> GIVEN TEXT:
★ ★ ★ ★ ★
The Firefly Blue Ghost moonprobe conducted its trans-lunar injection on February 8th, launching it on a 4-day journey to lunar orbit  (Figs. 1 & 2).  A mid-course correction was performed on February 9th

After a 4-minute 15-second capture burn on February 13th  (Figs. 3 & 4), the probe lowered its orbit to 75 miles on February 18th with a three-minute 18-second burn  (Fig. 5), and after 16 days in orbit  (Fig. 6)  it completed a descent to Mare Crisium, the dot above the Man in the Moon’s right eyebrow, on March 2nd  (Fig. 7). 

After so many failed landing attempts in 2023-24, the NASA Deputy Director commented, “They made it look easy.  But it wasn’t.”  Blue Ghost is carrying a record number of ten research payloads for NASA, ‘most’ of which were reported to be operating successfully by March 5th

Fig. 8. Blue Ghost first Image

The mission is intended to last for one lunar day;  the first photo was uninspiring  (Fig. 8), but next ones showed a lunar sunrise, the first such picture  (Figs. 9 & 10). 

Another showed a dramatic view of the Earth above the spacecraft’s shadow  (Fig. 11). 

Fig. 11. Blue Ghost Earth and shadow

It looks remarkably like one of the classic paintings by Chesley Bonestell for Willy Ley’s The Conquest of Space  (1950), but unfortunately that can’t be shown for comparison for copyright reasons.  On March 5th NASA’s Lunar Orbiter found Blue Ghost as a tiny white dot on the Moon’s surface  (at the centres of the squares, Figs. 12-14):  different people find it easier to see at different magnifications, and some can’t see it at all.

Fig. 15. Blue Ghost with Resilience cutaway

After a joint launch with Blue Ghost  (Fig. 15), Japanese company iSpace’s Resilience lander has been in a high elliptical orbit around the Earth, which brought it to a gravitational slingshot past the Moon at 5,220 miles on February 14th .  The resultant orbital change will save a great deal of fuel when Resilience comes to its capture burn position, after which a landing will be attempted in June in Mare Frigoris, the ‘eyebrow’ of the Moon high in the northern hemisphere.  To achieve the high latitude, Resilience flew over the north pole of the Moon, capturing Mare Frigoris, the Bay of Rainbows on the rim of Mare Imbrium, and Mare Crisium near the terminator at lower left centre  (Fig. 16).  After landing, its rover is intended to explore outwards in a spiral from the Hakuto-R carrier, for the duration of a lunar day  (Fig. 17).

Intuitive Machines’ second attempt at a soft lunar landing, with its IM-2 Athena probe  (Fig. 18), took flight on February 26th  (Figs. 19 & 20). 

After a short stay in parking orbit, it performed trans-lunar injection and separated cleanly from the upper stage, which soon afterwards released three independent probes, one for NASA and two for private companies  (Fig. 21).

Fig. 21. Falcon 9 second stage with three rideshare payloads deployed

Sad to say, two of those three independent probes met trouble after release.  NASA’s Lunar Trailblazer, equipped with new and more sensitive instruments to look for water ice from orbit  (Fig. 22), developed power issues 12 hours after launch, and although contact with it was re-established, as of March 7th it’s in a slow unscheduled rotation and although its path will bring it into more sunlight, the intended navigational burns have been missed and it remains to be seen what if anything can be done.
★ ★ ★ ★ ★
> MATERIAL PROVIDED:
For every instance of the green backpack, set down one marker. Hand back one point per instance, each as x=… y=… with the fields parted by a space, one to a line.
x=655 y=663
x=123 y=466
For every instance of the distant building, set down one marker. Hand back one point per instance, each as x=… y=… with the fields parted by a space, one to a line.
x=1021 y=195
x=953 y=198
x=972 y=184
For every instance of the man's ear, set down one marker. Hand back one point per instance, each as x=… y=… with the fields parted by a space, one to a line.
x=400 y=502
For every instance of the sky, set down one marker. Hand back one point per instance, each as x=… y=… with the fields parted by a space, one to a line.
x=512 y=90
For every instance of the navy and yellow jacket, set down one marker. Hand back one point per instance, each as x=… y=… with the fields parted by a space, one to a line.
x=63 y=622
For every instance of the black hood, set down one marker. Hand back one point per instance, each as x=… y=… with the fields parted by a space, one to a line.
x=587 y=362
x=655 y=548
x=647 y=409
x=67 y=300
★ ★ ★ ★ ★
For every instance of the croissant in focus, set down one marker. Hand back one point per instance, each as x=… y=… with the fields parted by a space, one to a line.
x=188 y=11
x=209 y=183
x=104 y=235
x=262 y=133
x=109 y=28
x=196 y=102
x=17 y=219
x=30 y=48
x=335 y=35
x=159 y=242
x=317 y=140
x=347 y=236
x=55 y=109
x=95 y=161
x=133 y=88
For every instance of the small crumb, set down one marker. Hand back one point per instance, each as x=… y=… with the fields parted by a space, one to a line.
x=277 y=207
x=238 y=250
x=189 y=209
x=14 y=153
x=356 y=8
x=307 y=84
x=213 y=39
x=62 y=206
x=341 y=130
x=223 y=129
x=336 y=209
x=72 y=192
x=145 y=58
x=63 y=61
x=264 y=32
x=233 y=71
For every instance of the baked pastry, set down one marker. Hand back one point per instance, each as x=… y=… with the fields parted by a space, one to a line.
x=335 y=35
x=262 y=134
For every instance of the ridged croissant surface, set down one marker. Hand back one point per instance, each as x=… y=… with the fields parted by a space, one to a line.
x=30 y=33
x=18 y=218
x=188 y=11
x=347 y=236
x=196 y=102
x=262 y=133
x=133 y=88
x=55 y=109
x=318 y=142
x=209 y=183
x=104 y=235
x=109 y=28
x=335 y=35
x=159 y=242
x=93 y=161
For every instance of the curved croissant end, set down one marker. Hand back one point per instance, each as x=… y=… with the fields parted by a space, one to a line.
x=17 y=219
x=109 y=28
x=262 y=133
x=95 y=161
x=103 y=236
★ ★ ★ ★ ★
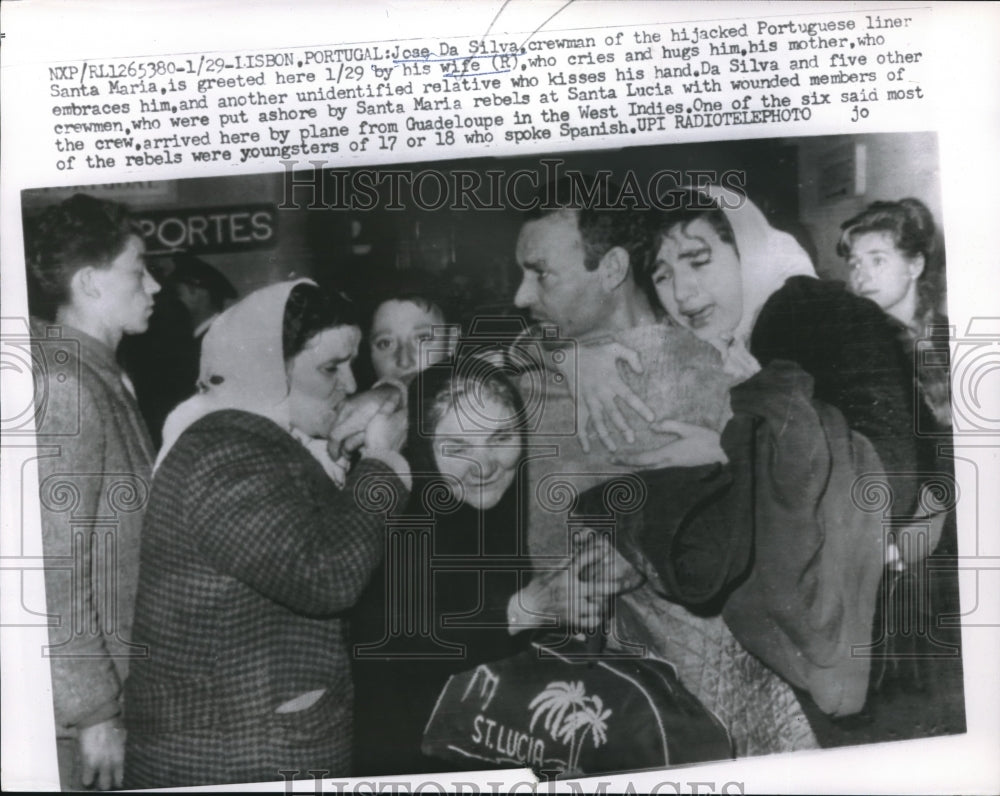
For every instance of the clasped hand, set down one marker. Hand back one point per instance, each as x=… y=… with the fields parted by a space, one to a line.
★ ★ ★ ★ ★
> TASK REQUIREMENTS:
**a.** According to the lunar missions text, what benefit does Resilience gain from its slingshot past the Moon? Answer in one to three sentences.
**b.** Write what comes next in the lunar missions text, starting after its final sentence.
The data has no connection to the lunar missions text.

> ANSWERS IN ORDER:
**a.** The orbital change from the February 14th slingshot past the Moon at 5,220 miles will save a great deal of fuel when Resilience reaches its capture burn position.

**b.**
Fig. 22. NASA Lunar Trailblazer prelaunch (Lockheed Martin)

The Astroforge Odin probe  (Figs. 23 & 24), a private venture to the asteroid 2022 OB5, ahead of a follow-up mission to land there and possible future mining, failed to ‘phone home’ after release and it’s since been established that it too is in a slow unscheduled rotation;  unless full contact can be re-established, that may be the end of it. 

Fig. 25. Epic Aerospace Chimera GEO small payload manoeuvring vehicle

The third rideshare was the Epic Aerospace Chimera  (Fig. 25), carrying 16 small satellites for carriage to gerosynchronous orbit – successfully, as far as I know.  There was an initial delay in establishing contact with Athena after releasing them, but it was achieved  (Figs. 26 & 27)  and all seemed well for the Moon on March 6th – but see below.

The return of Butch Wilmore and Sunni Williams from the International Space Station will be part of the Crew Dragon Mission 9 return, and was to be after the Crew 10 mission was launched on a brand new SpaceX capsule and the handover of the ISS took place.  President Trump has added that the wait has been due to his predecessor’s indifference, and Elon Musk followed suit, but actually the usual Soyuz lifeboats have been attached to the ISS throughout and they could have been brought back any time, if necessary.  The new Crew Dragon is behind schedule, and NASA has now announced that Crew 10 will fly on March 12th, using the Endurance capsule which has already flown three times.  The return will take place about a week later, after the handover, but of course the launch, the return or both could be delayed by other factors, such as weather at the launch or landing site.

Fig. 28. 60th anniversary of first spacewalk logo on Progress pacecraft with Soyuz booster, Baikonur Cosmodrome, Kazakhstan. (Roscosmos)
Fig. 29. Logo for cosmonaut Pavel Belyayev’s 100th birthday on fairing, Progress MS-30 (91P) space station resupply spacecraft. (Roscosmos)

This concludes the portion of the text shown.